# Zu erledigende Aufgaben
a: Nenne jede Abkürzung, deren ausgeschriebene Form im Ausgangstext steht, zusammen mit dieser Form.
b: Stimmen die folgenden Aussagen mit dem Ausgangstext überein? Beantworte jede mit Ja oder Nein und zitiere die entscheidenden Worte.
(i) Katharina Peter leitet eine Unterabteilung im BMBF.
(ii) CORD ist am Universitätsklinikum Würzburg angesiedelt.
(iii) Das FDPG bietet eine Übersicht über datennutzende Projekte.
c: Schreibe den Bericht über das MII-Symposium im Anschluss an seinen letzten Satz weiter.

# Ausgangstext
Als zukunftweisendes Projekt mit einer beeindruckenden Zwischenbilanz bezeichnete Katharina Peter, Leiterin der Unterabteilung Technologien in den Lebenswissenschaften im BMBF, die MII. Der „Broad patient consent“ habe wichtige Voraussetzungen geschaffen, die MII habe die Infrastrukturen für die Nutzung und den Austausch von Gesundheitsdaten eingerichtet – insbesondere in Zusammenarbeit mit dem Netzwerk Universitätsmedizin (NUM), betonte sie bei der Eröffnung des Symposiums.
MII und NUM seien das „perfect Match“ zur Stärkung der deutschen Wissenschaft, zitierte sie Prof. Dr. Heyo K. Kroemer, den Vorstandsvorsitzenden der Charité. Den Weg geebnet hätten die Datenintegrationszentren (DIZ), die Daten verfügbar machten. Einen wichtigen Beitrag leiste ferner aktuell das Forschungsdatenportal für Gesundheit (FDPG) – für Anträge und zur Steuerung des Systems. Das Portal biete eine Übersicht über datennutzende Projekte. Man habe erfolgreich eine Brücke zwischen Medizin und Technik geschlagen; der Rahmen sollte nun weiterentwickelt werden – insbesondere im Kontext der Daten als Grundstein für Fortschritt, fuhr Peter fort.
Das Symposium stellte Projekte vor, die die MII-Forschungsdateninfrastruktur erfolgreich nutzen und die über das FDPG beantragt worden waren. Im Fokus standen ferner Ergebnisse der Anwendungsfälle im Rahmen der „Digitalen FortschrittsHubs Gesundheit“ sowie der Nachwuchsforschungsgruppen (NWG) der Initiative. Als Beispiele dienten ACRIBiS (Advancing Cardiovascular Risk Identification with Structured Clinical Documentation and Biosignal Derived Phenotypes Synthesis) aus dem Bereich Herz-Kreislauf-Erkrankungen am Universitätsklinikum Würzburg sowie CORD (Collaboration on Rare Diseases) zur Zusammenführung verteilter Daten zu seltenen Erkrankungen an der Technischen Universität Dresden.

# Datenauszug
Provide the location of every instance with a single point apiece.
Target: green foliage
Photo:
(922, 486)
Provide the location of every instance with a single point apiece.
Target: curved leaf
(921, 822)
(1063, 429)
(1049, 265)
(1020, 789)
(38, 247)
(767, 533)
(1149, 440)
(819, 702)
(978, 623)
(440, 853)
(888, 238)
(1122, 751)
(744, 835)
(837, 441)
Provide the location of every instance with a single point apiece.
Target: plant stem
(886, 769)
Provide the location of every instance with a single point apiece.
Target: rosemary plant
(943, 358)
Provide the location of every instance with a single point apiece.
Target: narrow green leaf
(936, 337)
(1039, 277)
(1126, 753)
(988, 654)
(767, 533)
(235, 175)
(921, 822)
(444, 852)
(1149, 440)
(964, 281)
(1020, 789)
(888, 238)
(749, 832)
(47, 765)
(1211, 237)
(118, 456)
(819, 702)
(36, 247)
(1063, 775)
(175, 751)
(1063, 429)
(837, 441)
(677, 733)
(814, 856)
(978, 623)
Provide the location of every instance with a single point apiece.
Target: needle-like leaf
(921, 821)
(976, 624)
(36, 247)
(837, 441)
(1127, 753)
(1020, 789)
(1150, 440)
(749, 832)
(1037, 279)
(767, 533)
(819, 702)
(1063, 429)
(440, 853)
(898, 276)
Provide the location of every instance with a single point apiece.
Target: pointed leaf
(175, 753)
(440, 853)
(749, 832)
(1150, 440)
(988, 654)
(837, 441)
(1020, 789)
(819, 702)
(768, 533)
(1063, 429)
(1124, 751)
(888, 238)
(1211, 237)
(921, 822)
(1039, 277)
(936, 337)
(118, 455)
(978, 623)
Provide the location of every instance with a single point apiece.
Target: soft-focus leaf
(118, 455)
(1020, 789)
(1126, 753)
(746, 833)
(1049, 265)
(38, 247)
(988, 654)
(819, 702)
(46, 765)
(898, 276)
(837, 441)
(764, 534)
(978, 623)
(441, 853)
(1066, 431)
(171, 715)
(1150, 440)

# Antworten in Reihenfolge
a:
NUM: Netzwerk Universitätsmedizin
DIZ: Datenintegrationszentren
FDPG: Forschungsdatenportal für Gesundheit
NWG: Nachwuchsforschungsgruppen
ACRIBiS: Advancing Cardiovascular Risk Identification with Structured Clinical Documentation and Biosignal Derived Phenotypes Synthesis
CORD: Collaboration on Rare Diseases

b:
(i) Ja: „Katharina Peter, Leiterin der Unterabteilung Technologien in den Lebenswissenschaften im BMBF“
(ii) Nein: „CORD (Collaboration on Rare Diseases) zur Zusammenführung verteilter Daten zu seltenen Erkrankungen an der Technischen Universität Dresden“
(iii) Ja: „Das Portal biete eine Übersicht über datennutzende Projekte.“

c:
Routinedaten könnten Studiendaten ergänzen, konstatierte vor diesem Hintergrund Sebastian C. Semler, TMF-Geschäftsführer und Leiter der MII-Koordinationsstelle. Mit dem Erreichen der Verfügbarkeit höre die Arbeit nicht auf; die Nutzenversprechen im Hinblick auf die Daten müssten tatsächlich eingelöst werden.
Ein Panel hatte Vorarbeiten und Handlungsfelder auf Deutschlands Weg zum europäischen Gesundheitsdatenraum (EHDS) zum Thema; perspektivisch kann hier das FDPG – im Zusammenspiel mit den DIZ und weiteren Infrastrukturkomponenten – eine entscheidende Rolle einnehmen. So unterstrich Semler: „Die EU gibt mit dem EHDS einen Rechtsrahmen vor, aber die Umsetzung ist Sache der Mitgliedstaaten. Umso wichtiger sind die Vorarbeiten der MII.“
Wir befänden uns in der zweiten Halbzeit der Hauptförderphase, so Semlers Einordnung beim Symposium, das Feedback von Nutzenden und Perspektiven seitens der Pharmaindustrie sowie Wünsche aus der Academia für die Zukunft bringe. Als aktuelle Herausforderungen in Deutschland bezeichnete er „Record Linkage“ – die Verknüpfung von Daten aus unterschiedlichen Quellen mit unterschiedlichen Zielsetzungen – sowie die Bereitstellung eines Secure Processing Environment (SPE). Prof. Dr. Dagmar Krefting von der Universitätsmedizin Göttingen fasste zusammen: „Wir haben in der gemeinsamen Standardisierung der Daten und mit dem FDPG schon viel geleistet. Die Arbeit wird uns aber mit Blick auf den EHDS nicht ausgehen. Wir sollten den EHDS als Chance sehen, weitere Datenquellen zu verknüpfen.“ Dr. Franziska Bathelt von der Medizinischen Universität Lausitz kommentierte: „Wir müssen Ärztinnen und Ärzte besser abholen, sie müssen den Mehrwert der Datenbereitstellung erkennen.“ Sie fügte hinzu, dass weiterhin daran gearbeitet werden müsse, die MII-Infrastruktur von den Universitätskliniken auf die Regionen auszuweiten.
Und wie lautete der Wunsch des TMF-Geschäftsführers zum Jahresende? Die Sicherstellung einer verstetigten Finanzierung der MII sei ihm besonders wichtig.